Each word in the data below should be copied exactly; the images should not.

....

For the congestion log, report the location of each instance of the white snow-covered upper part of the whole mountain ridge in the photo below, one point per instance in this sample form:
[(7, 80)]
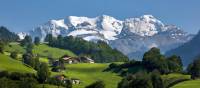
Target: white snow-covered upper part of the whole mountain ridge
[(104, 27)]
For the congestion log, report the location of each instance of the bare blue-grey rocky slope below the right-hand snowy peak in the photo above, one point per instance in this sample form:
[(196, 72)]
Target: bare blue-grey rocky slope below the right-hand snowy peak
[(135, 45)]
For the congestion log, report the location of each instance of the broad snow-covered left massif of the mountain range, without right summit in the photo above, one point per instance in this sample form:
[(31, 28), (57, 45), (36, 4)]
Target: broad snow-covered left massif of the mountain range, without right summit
[(99, 28)]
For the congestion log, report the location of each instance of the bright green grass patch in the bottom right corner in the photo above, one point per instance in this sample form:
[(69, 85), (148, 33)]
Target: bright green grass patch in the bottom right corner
[(188, 84)]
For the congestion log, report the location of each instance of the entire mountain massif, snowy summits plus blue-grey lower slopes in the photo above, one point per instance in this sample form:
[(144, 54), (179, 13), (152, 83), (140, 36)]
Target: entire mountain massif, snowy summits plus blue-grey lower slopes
[(132, 36)]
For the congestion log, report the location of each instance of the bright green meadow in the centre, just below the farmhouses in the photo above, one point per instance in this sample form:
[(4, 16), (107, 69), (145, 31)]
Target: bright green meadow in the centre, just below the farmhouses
[(89, 73)]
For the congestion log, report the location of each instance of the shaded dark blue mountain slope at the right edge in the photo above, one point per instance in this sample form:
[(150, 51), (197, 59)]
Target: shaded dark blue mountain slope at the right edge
[(188, 51)]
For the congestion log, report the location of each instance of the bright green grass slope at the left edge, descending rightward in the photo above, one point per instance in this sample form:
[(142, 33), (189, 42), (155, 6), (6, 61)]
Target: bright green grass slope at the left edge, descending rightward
[(6, 63)]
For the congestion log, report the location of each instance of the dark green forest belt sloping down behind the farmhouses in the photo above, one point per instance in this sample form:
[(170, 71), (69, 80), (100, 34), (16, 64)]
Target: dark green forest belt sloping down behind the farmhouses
[(99, 51)]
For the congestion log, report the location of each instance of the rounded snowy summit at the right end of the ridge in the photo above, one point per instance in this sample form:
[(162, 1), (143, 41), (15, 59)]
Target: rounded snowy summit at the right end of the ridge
[(146, 25)]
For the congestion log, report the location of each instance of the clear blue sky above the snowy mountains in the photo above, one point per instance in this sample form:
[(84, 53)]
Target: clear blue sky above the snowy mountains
[(24, 15)]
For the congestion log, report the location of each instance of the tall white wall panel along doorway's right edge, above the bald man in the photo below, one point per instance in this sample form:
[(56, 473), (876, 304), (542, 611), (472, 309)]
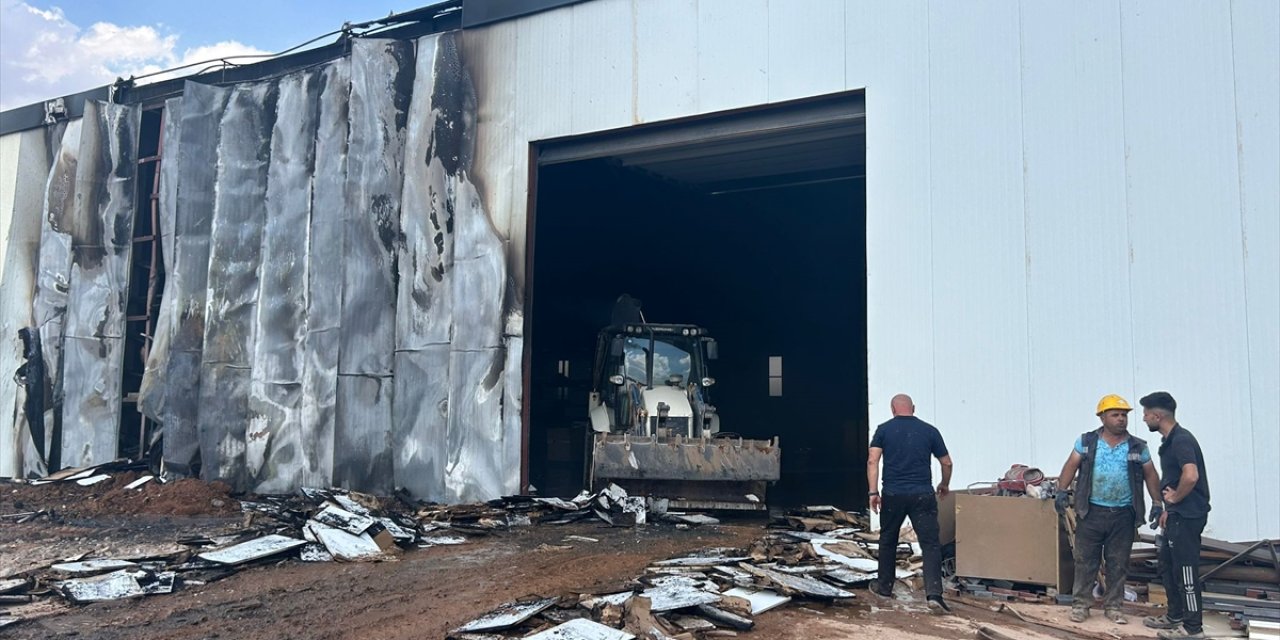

....

- [Response area]:
For the congestion log, report the location of each instance of the white snow-covered upper part of the whole mountain ridge in the photo below, one point per instance in this sample form:
[(7, 80)]
Target: white snow-covered upper part of the whole mountain ridge
[(104, 27)]
For the congestion log, report the location of each instance of the bare blue-grey rocky slope below the right-hand snowy peak in the photo above, one point per instance in this sample form:
[(196, 72)]
Target: bare blue-grey rocky slope below the right-hand snowy peak
[(135, 45)]
For the congestion log, report the location of each instance of the broad snow-covered left massif of the mountain range, without right summit in the photo above, one point per instance in this sample form:
[(31, 28), (57, 45), (36, 4)]
Target: broad snow-covered left massif of the mountain range, without right summit
[(99, 28)]
For the congestion log, report the location of each instance of the bright green grass patch in the bottom right corner in the photo above, one point per instance in this sample form:
[(69, 85), (148, 33)]
Target: bright green grass patch in the bottom right corner
[(188, 84)]
For the congestion log, report the location of each instance of the entire mountain massif, snowy summits plus blue-grey lower slopes in the photo above, one point per instance in this sample form:
[(144, 54), (179, 13), (152, 83), (140, 36)]
Target: entire mountain massif, snowy summits plus blue-grey lower slopes
[(132, 36)]
For the congestion log, report the location of each instance of the bright green meadow in the centre, just below the farmhouses in the photo above, one point per instance in this sample form:
[(4, 16), (107, 69), (145, 31)]
Target: bright green meadow in the centre, just below the farmhouses
[(89, 73)]
For the congestion log, report the location of each instance of the shaded dark blue mountain slope at the right edge in the photo above, one point per instance in this sample form:
[(150, 51), (197, 59)]
Target: shaded dark blue mountain slope at the right edge
[(188, 51)]
For the congestion log, report the location of each instance of the bright green grass slope at the left edge, descending rightward in the photo above, one point per instance in this sample form:
[(142, 33), (189, 42), (155, 6), (6, 61)]
Target: bright green grass slope at the left edge, descending rightward
[(6, 63)]
For the congestion log, report the location of each instance of the dark green forest belt sloping down behind the farmhouses in the photo above, one point per instance in this sample form:
[(170, 71), (69, 80), (100, 34), (16, 64)]
Target: dark green forest belt sloping down behind the farmhouses
[(99, 51)]
For the congestion log, report the location of each instance of the rounded snowy summit at the right end of the ridge in the photo above, one point per instance in this sample form:
[(162, 1), (143, 41), (15, 59)]
Target: rounded snowy summit at the right end of the ridge
[(146, 25)]
For the congestion log, report the location of each instance of the clear blue sky above the snowy mountains in the photo above, one point per instance in this sample form:
[(84, 53)]
Target: clear blue sky above the snowy mountains
[(24, 15)]
For the congestion log, report the location of each instance of the tall white wall panel along doorway's right edge, above the bald man in the photo below, one point per instance in this sample form:
[(56, 473), (876, 304), (542, 611), (472, 309)]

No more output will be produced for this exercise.